**EXERCISE PROMPT:**
Substitute "in the image" for "within the scene" everywhere in the lines below, leaving all other text unchanged. Leave the pictures out of your copy.

**RECORDS PROVIDED:**
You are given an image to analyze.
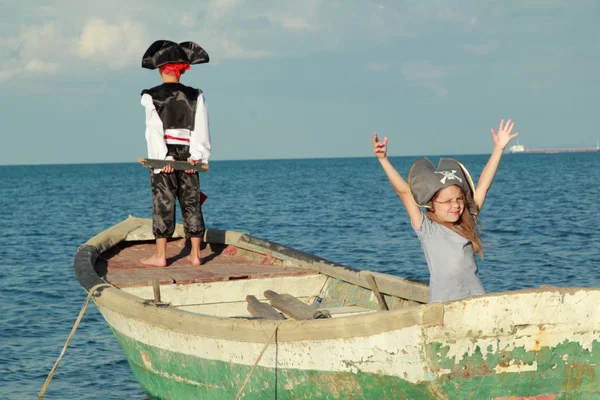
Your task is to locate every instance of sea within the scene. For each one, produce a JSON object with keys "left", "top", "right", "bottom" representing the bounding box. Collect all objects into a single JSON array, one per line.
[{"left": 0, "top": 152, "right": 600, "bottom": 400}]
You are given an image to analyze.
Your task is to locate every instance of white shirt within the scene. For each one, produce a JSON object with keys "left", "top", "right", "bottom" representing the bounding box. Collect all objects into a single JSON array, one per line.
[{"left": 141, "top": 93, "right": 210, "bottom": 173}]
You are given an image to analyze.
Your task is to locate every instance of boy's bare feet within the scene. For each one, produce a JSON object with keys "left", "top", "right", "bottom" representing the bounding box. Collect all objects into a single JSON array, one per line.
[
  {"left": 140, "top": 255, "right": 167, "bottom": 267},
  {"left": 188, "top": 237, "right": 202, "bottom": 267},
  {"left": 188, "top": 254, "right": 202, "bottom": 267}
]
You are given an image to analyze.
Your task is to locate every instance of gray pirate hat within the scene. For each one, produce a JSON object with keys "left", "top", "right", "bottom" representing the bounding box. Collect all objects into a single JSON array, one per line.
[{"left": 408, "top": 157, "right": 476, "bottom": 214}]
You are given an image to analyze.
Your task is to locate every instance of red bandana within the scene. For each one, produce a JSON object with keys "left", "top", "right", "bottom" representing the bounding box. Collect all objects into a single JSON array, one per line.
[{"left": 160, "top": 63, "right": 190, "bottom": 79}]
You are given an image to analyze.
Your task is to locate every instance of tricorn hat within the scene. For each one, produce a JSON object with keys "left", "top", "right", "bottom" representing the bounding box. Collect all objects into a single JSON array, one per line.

**WORKED SOLUTION:**
You are given an image to analyze.
Your task is to locate every instance of sea in the image. For each one, produce a JSON object with keys "left", "top", "right", "bottom" representing the bounding box. Collect all objects into a single JSON array, one per line.
[{"left": 0, "top": 152, "right": 600, "bottom": 400}]
You are given an image to analyze.
Your task is to locate every instance of white shirt in the image. For each one, produce a JSON object with keys "left", "top", "right", "bottom" representing the bounding box. Collect all objects into a single JSON array, one per line.
[{"left": 141, "top": 93, "right": 210, "bottom": 173}]
You are given an image to analyze.
Your task is to locate every instance of boy's bare feet in the image. For each one, produce a JSON object with keys "left", "top", "right", "bottom" representing the bounding box. Collect all objects into a single JSON array, one per line.
[
  {"left": 140, "top": 255, "right": 167, "bottom": 267},
  {"left": 188, "top": 237, "right": 202, "bottom": 267},
  {"left": 188, "top": 254, "right": 202, "bottom": 267}
]
You are given an image to analyze.
Your task is to locate every instance of gray pirate hat in the image. For each one, produce a JSON object with keys "left", "top", "right", "bottom" representing the bounding box. Collect all objects into a single JSON array, one per line.
[{"left": 408, "top": 157, "right": 476, "bottom": 214}]
You are given an image to analyze.
Your task is to locate every instance of red bandana in the image. For each one, produce a JSON object with keys "left", "top", "right", "bottom" representing the bounding box. Collect all objects into a single JSON array, one per line.
[{"left": 160, "top": 63, "right": 190, "bottom": 79}]
You are given an image to analyze.
Your task is to locate every instance of tricorn hat in the image. For each one, produce a JSON object with keys "left", "top", "right", "bottom" representing the bounding box. Collect all objects into a single JSON array, one per line.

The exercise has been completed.